The full listing, start to finish: write it out again exactly.
Start of Block
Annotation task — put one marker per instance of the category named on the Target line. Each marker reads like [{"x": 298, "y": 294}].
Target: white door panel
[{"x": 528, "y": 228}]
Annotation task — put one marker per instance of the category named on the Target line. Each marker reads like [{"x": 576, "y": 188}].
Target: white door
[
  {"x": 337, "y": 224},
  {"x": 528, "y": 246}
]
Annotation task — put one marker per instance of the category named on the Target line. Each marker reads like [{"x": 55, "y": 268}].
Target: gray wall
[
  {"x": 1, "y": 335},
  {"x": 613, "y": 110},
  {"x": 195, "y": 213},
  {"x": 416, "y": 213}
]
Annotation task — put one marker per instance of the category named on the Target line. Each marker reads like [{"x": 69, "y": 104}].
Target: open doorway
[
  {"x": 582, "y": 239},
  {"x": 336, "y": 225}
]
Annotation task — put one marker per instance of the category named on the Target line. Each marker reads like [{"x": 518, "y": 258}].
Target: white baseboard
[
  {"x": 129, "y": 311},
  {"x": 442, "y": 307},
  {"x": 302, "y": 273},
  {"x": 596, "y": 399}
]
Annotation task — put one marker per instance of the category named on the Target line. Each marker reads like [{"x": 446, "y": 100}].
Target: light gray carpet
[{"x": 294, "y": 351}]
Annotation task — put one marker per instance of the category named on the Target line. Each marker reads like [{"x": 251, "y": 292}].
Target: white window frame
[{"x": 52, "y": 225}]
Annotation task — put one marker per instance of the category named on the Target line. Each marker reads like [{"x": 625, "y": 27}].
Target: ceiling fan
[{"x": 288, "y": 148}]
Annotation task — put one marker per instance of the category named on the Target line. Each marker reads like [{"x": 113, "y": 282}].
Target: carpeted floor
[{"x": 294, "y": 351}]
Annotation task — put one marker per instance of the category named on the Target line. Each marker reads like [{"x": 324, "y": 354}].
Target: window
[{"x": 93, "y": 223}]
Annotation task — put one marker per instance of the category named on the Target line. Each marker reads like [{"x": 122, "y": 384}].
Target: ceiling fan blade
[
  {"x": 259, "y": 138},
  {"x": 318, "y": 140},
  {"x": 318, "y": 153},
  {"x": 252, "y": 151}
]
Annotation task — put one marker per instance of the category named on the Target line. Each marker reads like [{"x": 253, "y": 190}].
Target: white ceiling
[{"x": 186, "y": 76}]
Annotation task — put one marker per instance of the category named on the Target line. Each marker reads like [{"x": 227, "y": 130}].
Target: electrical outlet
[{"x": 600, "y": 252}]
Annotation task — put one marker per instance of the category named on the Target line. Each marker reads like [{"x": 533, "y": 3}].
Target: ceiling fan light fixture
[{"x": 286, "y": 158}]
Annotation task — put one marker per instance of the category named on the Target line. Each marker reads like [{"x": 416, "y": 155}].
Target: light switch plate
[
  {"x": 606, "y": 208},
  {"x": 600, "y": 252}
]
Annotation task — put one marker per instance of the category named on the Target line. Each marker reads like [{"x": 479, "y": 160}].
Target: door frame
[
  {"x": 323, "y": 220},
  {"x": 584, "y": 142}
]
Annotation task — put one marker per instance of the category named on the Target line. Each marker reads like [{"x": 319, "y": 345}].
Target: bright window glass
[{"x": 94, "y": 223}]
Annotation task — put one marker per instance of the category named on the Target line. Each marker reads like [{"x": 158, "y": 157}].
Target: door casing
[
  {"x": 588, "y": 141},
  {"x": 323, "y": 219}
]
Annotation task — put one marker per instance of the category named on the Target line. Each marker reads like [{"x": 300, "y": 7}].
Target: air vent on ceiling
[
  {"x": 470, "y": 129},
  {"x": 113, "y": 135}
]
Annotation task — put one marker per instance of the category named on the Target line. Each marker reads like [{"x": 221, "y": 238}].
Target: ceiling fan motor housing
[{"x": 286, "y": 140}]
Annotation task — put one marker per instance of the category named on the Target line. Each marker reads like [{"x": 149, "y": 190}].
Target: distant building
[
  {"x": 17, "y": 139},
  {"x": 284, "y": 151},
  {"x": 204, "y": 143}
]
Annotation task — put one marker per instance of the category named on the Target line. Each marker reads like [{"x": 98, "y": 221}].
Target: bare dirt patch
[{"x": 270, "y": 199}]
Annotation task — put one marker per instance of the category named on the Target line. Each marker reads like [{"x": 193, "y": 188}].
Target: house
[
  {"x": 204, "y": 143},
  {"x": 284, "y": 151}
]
End of Block
Output ::
Annotation task — put one marker per instance of the category named on the Target line. Each marker reads like [{"x": 298, "y": 294}].
Target: white door panel
[{"x": 528, "y": 228}]
Annotation task — put one marker per instance of the category named on the Target line. Each marker reads like [{"x": 576, "y": 188}].
Target: white door
[
  {"x": 337, "y": 224},
  {"x": 528, "y": 246}
]
Annotation task — put one marker per instance of the category named on the Target line. Each marker reads like [{"x": 55, "y": 268}].
Target: gray wall
[
  {"x": 1, "y": 335},
  {"x": 613, "y": 110},
  {"x": 195, "y": 213},
  {"x": 416, "y": 213}
]
Annotation task — put one marker per instance of the category named on the Target line. Each marker reads like [{"x": 69, "y": 104}].
Target: open doorway
[
  {"x": 582, "y": 239},
  {"x": 336, "y": 225}
]
Annotation task — put one marker per instance of the category named on the Target line. Each marker reads like [{"x": 518, "y": 258}].
Target: white baseboard
[
  {"x": 129, "y": 311},
  {"x": 442, "y": 307},
  {"x": 302, "y": 273},
  {"x": 596, "y": 399}
]
Annotation task — put one marker per instance of the category named on the Target line. Each marker reads like [{"x": 446, "y": 100}].
Target: light gray carpet
[{"x": 294, "y": 351}]
Annotation task — put one marker per instance of the category named on the Target line. Each marker reads like [{"x": 251, "y": 292}].
Target: white window frame
[{"x": 52, "y": 225}]
Annotation task — put one marker per instance of the category named on the Target line. Each marker reads like [{"x": 625, "y": 27}].
Target: ceiling fan
[{"x": 288, "y": 148}]
Annotation task — put one marker per instance of the category named on the Target line. Each marker reads like [{"x": 113, "y": 282}].
Target: carpeted floor
[{"x": 294, "y": 351}]
Annotation task — put one marker per instance of the category named on the Target line. Each marker reads like [{"x": 324, "y": 354}].
Target: window
[{"x": 93, "y": 223}]
Annotation task — put one marker per instance of the category named on the Target line. Each marker reads like [{"x": 122, "y": 384}].
Target: ceiling fan blade
[
  {"x": 259, "y": 138},
  {"x": 318, "y": 140},
  {"x": 318, "y": 153},
  {"x": 252, "y": 151}
]
Annotation task — put one marker per instance of the category named on the Target line. Each marker reads like [{"x": 253, "y": 190}].
Target: white ceiling
[{"x": 186, "y": 76}]
Annotation task — put one marker per instance of the category named on the Target line. Each marker reads like [{"x": 227, "y": 130}].
Target: electrical outlet
[{"x": 600, "y": 252}]
Annotation task — put one marker per instance of the category named on the Target line. Each marker reads like [{"x": 533, "y": 3}].
Target: ceiling fan light fixture
[{"x": 286, "y": 158}]
Annotation task — put one marker per instance of the category named on the Target line. Each marker reads like [{"x": 416, "y": 155}].
Target: light switch plate
[
  {"x": 606, "y": 208},
  {"x": 600, "y": 252}
]
Annotation task — put one marker per instance of the category named on the Target line. Each marker reads like [{"x": 479, "y": 160}].
Target: door frame
[
  {"x": 323, "y": 220},
  {"x": 584, "y": 142}
]
Annotation task — put one marker per instance of the category named on the Target line. Each marker reads like [{"x": 319, "y": 345}].
Target: bright window glass
[{"x": 94, "y": 223}]
Annotation task — put one marker per instance of the category named on the Target line. Each marker reads like [{"x": 158, "y": 157}].
Target: door casing
[
  {"x": 588, "y": 141},
  {"x": 323, "y": 219}
]
Annotation task — put one marker per instance of the category named on the Target line. Each marker reads like [{"x": 300, "y": 7}].
Target: air vent on ceiling
[
  {"x": 470, "y": 129},
  {"x": 113, "y": 135}
]
Annotation task — put one marker per instance of the category named on the Target line. Each marker reads like [{"x": 221, "y": 238}].
Target: ceiling fan motor housing
[{"x": 286, "y": 140}]
Annotation task — put one marker per instance of the category named on the Target line. Each marker reads like [{"x": 149, "y": 190}].
Target: distant building
[
  {"x": 17, "y": 139},
  {"x": 284, "y": 151},
  {"x": 204, "y": 143}
]
Annotation task — put one marker per instance of the category named on the Target line. Each marker reads like [{"x": 98, "y": 221}].
Target: bare dirt patch
[{"x": 270, "y": 199}]
Annotation task — put one marker per instance of the category named on the Target line. Each marker reads like [{"x": 193, "y": 188}].
Target: house
[
  {"x": 204, "y": 143},
  {"x": 284, "y": 151}
]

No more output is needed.